▶ _YOUR OBJECTIVE_: Keep to one stretch of the data below, the lines from the one with "ceiling fan with" up to and including the one with "Task: the pointer indicates each instance of the beige floor", and return that stretch exactly.

(Referring expression pointing data)
****************************************
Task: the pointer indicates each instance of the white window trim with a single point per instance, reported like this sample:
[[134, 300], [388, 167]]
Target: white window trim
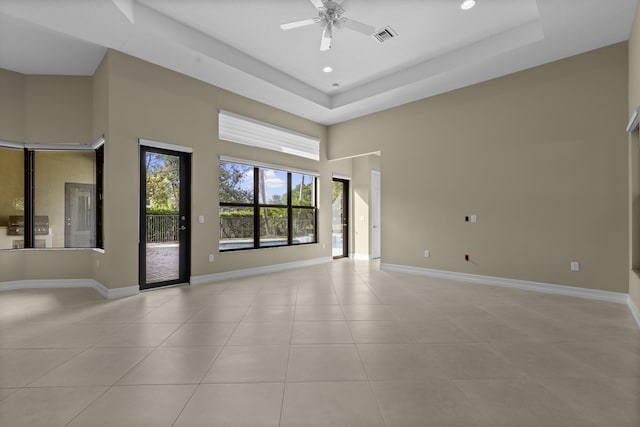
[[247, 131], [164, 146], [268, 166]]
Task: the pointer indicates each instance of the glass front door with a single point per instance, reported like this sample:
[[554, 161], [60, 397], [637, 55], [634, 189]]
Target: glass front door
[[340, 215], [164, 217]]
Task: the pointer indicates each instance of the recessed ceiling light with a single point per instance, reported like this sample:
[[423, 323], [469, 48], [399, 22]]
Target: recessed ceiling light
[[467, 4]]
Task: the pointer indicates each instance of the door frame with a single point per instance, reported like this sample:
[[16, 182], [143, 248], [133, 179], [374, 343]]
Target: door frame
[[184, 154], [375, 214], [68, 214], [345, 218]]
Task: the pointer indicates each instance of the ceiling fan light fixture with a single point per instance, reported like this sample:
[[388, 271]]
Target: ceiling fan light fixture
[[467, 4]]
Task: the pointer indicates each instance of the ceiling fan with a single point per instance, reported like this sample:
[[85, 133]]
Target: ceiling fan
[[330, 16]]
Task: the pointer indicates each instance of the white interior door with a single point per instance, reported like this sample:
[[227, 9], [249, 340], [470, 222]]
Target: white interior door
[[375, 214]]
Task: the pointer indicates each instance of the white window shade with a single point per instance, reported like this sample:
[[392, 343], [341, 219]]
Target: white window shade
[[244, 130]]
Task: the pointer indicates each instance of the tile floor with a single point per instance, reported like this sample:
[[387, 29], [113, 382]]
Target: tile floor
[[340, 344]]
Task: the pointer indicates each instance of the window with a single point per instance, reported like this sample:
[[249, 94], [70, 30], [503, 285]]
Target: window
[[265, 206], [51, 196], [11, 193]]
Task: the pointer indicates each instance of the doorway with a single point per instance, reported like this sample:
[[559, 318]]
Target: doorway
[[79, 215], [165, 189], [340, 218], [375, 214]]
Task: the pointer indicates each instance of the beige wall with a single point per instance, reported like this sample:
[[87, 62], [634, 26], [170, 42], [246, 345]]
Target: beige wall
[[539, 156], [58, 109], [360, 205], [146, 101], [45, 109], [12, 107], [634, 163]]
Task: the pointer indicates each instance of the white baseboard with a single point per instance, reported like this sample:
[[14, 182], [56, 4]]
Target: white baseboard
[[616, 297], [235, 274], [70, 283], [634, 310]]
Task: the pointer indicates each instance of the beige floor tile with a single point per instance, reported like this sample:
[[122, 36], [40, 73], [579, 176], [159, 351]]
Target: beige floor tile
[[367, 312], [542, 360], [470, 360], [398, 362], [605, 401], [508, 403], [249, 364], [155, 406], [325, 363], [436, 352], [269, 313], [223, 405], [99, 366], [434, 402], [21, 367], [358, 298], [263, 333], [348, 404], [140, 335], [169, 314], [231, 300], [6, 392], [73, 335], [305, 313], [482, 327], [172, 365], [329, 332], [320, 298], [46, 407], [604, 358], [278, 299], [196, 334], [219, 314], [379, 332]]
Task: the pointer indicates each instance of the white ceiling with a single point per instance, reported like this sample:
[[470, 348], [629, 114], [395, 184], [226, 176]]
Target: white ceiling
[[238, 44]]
****************************************
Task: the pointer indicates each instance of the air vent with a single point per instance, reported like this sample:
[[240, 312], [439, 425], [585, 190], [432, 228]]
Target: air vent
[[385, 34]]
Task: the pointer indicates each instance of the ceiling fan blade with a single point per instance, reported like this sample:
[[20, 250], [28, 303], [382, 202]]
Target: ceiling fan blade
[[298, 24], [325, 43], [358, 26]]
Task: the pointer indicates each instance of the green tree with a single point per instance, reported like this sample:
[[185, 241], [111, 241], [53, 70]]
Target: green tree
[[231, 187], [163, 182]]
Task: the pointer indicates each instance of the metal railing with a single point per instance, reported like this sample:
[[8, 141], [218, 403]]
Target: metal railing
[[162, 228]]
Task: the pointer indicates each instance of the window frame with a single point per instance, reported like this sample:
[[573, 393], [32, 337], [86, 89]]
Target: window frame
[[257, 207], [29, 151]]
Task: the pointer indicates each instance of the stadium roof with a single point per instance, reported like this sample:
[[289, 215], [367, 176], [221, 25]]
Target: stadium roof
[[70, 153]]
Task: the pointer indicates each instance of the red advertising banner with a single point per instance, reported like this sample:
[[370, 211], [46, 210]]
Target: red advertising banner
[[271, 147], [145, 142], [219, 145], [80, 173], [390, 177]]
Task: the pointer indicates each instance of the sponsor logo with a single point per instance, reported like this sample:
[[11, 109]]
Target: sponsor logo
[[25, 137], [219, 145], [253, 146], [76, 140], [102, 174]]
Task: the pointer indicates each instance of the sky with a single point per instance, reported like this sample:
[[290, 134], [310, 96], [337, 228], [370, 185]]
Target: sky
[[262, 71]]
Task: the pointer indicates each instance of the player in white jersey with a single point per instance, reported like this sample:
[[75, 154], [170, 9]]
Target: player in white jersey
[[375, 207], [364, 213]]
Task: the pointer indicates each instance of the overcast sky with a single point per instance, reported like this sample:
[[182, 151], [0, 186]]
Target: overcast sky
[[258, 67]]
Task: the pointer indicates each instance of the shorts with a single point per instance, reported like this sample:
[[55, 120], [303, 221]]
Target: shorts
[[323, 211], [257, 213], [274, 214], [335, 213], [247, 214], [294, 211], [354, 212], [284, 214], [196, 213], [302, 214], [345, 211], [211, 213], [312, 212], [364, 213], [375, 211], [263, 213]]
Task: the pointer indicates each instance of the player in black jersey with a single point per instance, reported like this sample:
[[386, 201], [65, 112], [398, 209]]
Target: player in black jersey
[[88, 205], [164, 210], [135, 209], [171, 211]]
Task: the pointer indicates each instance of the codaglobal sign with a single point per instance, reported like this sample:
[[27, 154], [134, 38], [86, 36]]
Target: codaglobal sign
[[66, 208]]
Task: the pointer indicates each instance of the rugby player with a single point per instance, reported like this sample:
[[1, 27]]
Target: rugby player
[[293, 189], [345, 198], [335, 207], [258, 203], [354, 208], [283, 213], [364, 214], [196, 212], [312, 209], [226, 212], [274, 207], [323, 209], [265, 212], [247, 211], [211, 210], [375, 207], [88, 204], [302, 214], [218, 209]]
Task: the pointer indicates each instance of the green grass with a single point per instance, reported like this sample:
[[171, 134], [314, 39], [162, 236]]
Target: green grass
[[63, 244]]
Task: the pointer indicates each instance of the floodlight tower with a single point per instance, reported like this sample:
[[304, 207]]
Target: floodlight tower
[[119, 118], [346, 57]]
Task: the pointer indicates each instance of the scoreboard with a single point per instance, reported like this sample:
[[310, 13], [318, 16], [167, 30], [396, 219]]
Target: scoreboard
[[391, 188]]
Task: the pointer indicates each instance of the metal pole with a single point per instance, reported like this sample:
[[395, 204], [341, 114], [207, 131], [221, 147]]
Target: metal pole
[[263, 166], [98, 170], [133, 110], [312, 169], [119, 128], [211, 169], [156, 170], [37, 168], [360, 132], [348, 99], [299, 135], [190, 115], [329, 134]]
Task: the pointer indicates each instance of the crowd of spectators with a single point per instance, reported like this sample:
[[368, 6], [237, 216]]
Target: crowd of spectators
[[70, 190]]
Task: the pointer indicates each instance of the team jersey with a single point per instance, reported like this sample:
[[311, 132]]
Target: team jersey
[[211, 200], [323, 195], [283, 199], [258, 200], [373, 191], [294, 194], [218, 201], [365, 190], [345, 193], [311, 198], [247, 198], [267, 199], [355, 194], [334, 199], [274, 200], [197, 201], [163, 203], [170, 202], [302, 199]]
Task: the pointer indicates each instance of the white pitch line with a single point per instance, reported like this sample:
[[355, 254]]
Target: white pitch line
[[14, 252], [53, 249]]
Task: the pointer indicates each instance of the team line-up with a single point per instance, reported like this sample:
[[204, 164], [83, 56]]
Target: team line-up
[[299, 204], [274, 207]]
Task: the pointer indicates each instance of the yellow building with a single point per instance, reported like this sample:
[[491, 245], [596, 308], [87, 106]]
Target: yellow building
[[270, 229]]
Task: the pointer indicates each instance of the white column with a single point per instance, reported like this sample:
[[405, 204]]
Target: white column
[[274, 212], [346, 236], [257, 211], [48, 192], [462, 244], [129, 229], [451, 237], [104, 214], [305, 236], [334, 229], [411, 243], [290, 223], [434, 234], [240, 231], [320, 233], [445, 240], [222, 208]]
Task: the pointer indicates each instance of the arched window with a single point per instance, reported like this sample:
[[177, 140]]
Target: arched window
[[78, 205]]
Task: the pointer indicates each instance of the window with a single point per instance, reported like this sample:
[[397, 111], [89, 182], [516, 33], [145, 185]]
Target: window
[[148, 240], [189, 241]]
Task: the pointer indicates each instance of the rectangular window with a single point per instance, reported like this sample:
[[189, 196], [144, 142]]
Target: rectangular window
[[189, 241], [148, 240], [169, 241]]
****************************************
▶ _RESPONSE TO THE EXERCISE_:
Task: the pointer indicates each instance of the ceiling fan with a single point per instance, reported like this sample:
[[85, 133]]
Target: ceiling fan
[[330, 16]]
Task: the pointer indicates each instance of the white interior door with a single point per instance, reported like this sample:
[[227, 9], [249, 340], [470, 222]]
Target: white interior door
[[375, 214]]
Task: the pointer indicates each instance of the white window shade with a single point per instance, reported like this sample:
[[392, 343], [341, 219]]
Target: white window shade
[[244, 130]]
Task: the pointer indicates each instance of the tile floor with a single point per instance, reported like this sample:
[[387, 29], [113, 382]]
Target: tile floor
[[340, 344]]
Task: the pointer indicates each instance of the window with a single point per instance, reported like this sample:
[[249, 94], [70, 30], [503, 285]]
Target: window
[[265, 206], [51, 196], [11, 193]]
Task: the pointer indicates each instance of the doorway with a single point per instance, reported like this sample:
[[559, 318]]
Target: doorway
[[79, 215], [165, 189], [340, 218], [375, 214]]
Task: the pointer indicates each instance of the beige wall with a single point per instance, reported like this sample:
[[87, 62], [634, 26], [170, 42], [246, 345]]
Target: beige wall
[[539, 156], [58, 109], [360, 205], [146, 101], [45, 109], [12, 107], [634, 163]]
Task: the pointer indicates each instance of the white baseboard with a single point per instance, reported like this sample:
[[14, 182], [56, 4]]
Target: white baseboard
[[616, 297], [235, 274], [70, 283], [634, 310]]
Task: the pointer indicates each instance of the beige floor tile with a single point per instance, reported like this sample:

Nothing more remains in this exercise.